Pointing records
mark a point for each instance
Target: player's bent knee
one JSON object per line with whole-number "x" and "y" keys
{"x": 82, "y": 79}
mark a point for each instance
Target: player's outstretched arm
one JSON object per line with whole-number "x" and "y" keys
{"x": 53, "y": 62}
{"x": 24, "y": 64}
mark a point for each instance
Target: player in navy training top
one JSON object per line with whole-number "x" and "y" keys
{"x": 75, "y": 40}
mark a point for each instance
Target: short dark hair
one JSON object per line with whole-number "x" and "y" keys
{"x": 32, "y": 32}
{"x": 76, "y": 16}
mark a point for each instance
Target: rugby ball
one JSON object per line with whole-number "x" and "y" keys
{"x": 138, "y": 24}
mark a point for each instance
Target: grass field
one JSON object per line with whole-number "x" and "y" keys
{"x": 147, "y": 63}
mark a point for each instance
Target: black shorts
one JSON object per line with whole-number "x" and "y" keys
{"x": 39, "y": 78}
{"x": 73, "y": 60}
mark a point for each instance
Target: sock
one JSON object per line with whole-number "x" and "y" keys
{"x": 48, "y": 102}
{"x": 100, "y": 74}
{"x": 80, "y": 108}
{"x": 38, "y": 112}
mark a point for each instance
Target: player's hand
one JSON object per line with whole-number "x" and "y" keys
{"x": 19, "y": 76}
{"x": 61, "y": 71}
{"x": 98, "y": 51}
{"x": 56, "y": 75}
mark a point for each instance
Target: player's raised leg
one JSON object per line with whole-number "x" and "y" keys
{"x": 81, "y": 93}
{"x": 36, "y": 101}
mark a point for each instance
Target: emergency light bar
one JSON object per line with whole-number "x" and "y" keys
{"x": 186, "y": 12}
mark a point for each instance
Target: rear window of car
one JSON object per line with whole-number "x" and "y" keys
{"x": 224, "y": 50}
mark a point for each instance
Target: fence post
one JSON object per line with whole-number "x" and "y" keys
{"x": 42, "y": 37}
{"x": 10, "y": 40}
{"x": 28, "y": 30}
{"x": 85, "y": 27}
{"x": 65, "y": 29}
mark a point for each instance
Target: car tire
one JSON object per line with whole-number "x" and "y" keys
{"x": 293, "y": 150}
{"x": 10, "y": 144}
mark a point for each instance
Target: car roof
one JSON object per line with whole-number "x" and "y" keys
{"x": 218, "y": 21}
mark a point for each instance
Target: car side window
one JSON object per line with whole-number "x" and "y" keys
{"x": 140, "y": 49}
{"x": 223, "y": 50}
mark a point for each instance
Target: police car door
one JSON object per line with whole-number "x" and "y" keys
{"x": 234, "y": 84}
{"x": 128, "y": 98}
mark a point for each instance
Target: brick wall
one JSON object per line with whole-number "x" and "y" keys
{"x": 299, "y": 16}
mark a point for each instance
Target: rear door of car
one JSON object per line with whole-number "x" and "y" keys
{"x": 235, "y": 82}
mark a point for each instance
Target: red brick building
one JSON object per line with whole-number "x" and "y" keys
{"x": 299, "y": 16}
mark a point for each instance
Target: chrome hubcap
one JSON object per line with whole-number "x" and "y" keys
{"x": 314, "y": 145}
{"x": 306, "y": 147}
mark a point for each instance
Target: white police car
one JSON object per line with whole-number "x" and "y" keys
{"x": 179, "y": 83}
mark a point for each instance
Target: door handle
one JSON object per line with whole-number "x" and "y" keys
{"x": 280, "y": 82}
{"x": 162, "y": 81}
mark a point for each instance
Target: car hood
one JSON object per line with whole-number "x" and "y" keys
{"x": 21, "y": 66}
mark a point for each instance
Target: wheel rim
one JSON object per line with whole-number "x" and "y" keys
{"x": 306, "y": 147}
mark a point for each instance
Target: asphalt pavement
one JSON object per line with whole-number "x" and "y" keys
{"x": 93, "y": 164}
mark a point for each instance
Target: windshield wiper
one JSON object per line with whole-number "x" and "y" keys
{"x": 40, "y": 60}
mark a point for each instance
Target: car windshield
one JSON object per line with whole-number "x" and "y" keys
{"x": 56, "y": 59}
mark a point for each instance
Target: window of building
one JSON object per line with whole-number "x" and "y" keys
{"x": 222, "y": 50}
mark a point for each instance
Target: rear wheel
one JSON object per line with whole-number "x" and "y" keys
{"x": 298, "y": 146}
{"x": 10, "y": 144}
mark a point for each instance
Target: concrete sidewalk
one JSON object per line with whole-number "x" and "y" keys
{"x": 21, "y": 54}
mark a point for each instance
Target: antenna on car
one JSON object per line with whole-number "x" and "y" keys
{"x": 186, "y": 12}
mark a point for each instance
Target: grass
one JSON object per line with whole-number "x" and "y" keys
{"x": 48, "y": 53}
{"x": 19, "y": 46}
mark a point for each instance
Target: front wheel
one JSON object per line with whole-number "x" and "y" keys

# Exercise description
Which lines of the listing above contain the string "wheel"? Return each of those lines in full, treating case as significant.

# The answer
Target: wheel rim
Target: rear wheel
Target: front wheel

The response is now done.